From the records below, transcribe only the lines running from the one with "Mark every instance of the white tank" through the one with "Mark every instance of the green banner". Keep both of those end lines.

(Point localization data)
■ ■ ■ ■ ■

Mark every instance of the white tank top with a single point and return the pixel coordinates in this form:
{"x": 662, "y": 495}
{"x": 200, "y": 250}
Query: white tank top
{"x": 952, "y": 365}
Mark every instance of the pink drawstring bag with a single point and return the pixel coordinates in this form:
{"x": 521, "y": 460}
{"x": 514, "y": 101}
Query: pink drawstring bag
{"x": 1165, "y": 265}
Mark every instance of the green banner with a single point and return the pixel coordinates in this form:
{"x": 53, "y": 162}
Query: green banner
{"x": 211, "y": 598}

■ ■ ■ ■ ■

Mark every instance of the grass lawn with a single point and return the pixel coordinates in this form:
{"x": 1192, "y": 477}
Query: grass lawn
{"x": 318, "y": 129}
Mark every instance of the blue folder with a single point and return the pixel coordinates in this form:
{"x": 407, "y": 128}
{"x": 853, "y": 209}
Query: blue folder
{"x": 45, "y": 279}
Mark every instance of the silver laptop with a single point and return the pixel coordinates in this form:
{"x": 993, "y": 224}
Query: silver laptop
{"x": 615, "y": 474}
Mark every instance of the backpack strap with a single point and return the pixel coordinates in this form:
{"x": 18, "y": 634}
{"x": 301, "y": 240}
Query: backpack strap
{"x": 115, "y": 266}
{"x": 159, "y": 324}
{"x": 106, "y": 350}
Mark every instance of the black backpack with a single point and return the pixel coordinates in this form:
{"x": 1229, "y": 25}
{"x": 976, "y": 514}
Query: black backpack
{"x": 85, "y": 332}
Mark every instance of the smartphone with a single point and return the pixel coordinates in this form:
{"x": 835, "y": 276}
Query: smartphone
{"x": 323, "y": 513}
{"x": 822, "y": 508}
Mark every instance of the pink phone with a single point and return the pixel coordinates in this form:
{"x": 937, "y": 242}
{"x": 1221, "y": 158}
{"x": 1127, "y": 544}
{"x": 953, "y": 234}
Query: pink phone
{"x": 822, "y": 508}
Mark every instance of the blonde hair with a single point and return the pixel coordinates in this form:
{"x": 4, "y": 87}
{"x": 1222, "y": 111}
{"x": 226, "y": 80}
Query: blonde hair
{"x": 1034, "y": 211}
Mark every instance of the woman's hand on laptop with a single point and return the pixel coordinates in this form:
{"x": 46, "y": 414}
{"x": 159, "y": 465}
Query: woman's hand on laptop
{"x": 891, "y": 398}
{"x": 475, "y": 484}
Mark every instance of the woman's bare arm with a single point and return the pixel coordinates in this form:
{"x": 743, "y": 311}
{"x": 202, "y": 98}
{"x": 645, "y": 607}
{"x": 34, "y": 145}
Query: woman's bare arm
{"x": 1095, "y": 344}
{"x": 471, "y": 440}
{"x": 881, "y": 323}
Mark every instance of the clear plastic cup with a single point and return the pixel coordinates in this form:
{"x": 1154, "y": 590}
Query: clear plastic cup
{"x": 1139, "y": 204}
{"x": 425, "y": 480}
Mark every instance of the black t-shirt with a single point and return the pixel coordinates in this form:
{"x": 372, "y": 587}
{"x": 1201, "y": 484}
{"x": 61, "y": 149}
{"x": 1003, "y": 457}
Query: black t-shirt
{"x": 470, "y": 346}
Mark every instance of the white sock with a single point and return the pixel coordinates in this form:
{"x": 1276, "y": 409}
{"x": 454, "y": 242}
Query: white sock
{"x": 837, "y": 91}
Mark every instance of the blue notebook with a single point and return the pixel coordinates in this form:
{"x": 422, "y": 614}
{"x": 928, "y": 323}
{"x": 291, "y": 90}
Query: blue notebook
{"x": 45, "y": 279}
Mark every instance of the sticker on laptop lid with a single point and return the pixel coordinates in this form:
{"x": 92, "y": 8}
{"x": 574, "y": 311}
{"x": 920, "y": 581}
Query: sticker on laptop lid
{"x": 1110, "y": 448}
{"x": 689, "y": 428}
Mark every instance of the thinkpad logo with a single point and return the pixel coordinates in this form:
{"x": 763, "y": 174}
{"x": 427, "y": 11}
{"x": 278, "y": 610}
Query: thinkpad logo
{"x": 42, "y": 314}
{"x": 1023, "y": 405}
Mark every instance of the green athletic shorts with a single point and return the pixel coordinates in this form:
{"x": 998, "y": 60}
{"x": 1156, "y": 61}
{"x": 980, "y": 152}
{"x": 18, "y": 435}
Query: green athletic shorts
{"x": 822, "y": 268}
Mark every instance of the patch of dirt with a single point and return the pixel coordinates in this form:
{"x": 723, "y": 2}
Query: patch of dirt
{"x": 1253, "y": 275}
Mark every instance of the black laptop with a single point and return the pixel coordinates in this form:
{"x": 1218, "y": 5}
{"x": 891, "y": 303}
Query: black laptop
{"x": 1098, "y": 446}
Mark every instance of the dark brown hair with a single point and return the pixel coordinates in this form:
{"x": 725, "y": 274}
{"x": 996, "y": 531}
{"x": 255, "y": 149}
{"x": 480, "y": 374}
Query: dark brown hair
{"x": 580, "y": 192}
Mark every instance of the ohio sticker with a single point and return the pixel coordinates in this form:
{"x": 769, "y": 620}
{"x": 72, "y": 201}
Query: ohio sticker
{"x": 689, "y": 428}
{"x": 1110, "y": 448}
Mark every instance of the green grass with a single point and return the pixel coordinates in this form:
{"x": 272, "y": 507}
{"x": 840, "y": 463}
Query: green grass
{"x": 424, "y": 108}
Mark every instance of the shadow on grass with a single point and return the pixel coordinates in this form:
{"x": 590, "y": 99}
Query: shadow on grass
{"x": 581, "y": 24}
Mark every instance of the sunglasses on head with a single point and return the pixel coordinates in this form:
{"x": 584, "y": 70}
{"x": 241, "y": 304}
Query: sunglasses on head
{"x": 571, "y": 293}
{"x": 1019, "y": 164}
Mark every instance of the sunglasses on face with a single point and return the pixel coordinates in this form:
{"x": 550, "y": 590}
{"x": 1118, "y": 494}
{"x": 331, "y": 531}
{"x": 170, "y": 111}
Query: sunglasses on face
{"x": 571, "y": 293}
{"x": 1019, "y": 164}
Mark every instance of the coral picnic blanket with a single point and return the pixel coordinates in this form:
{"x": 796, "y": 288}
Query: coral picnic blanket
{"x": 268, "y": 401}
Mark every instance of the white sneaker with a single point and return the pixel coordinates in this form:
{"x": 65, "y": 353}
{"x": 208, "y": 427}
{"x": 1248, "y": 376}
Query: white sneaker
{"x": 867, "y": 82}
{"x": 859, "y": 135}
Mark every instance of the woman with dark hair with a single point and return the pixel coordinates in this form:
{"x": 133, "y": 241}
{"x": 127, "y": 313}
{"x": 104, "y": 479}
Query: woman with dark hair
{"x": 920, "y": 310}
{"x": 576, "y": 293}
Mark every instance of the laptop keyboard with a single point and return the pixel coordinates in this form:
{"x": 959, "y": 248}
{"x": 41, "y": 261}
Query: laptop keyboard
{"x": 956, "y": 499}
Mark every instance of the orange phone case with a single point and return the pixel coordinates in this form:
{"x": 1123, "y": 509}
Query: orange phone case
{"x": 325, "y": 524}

■ ■ ■ ■ ■

Result of this exercise:
Mark every instance of the white tank top with a single point and return the pixel coordinates in this form:
{"x": 662, "y": 495}
{"x": 200, "y": 250}
Query: white tank top
{"x": 952, "y": 365}
Mark every instance of the pink drawstring bag with a single point and return the pixel coordinates in this form:
{"x": 521, "y": 460}
{"x": 514, "y": 101}
Query: pink drawstring bag
{"x": 1165, "y": 265}
Mark every instance of the green banner with a single point and return the pixel coordinates in this form:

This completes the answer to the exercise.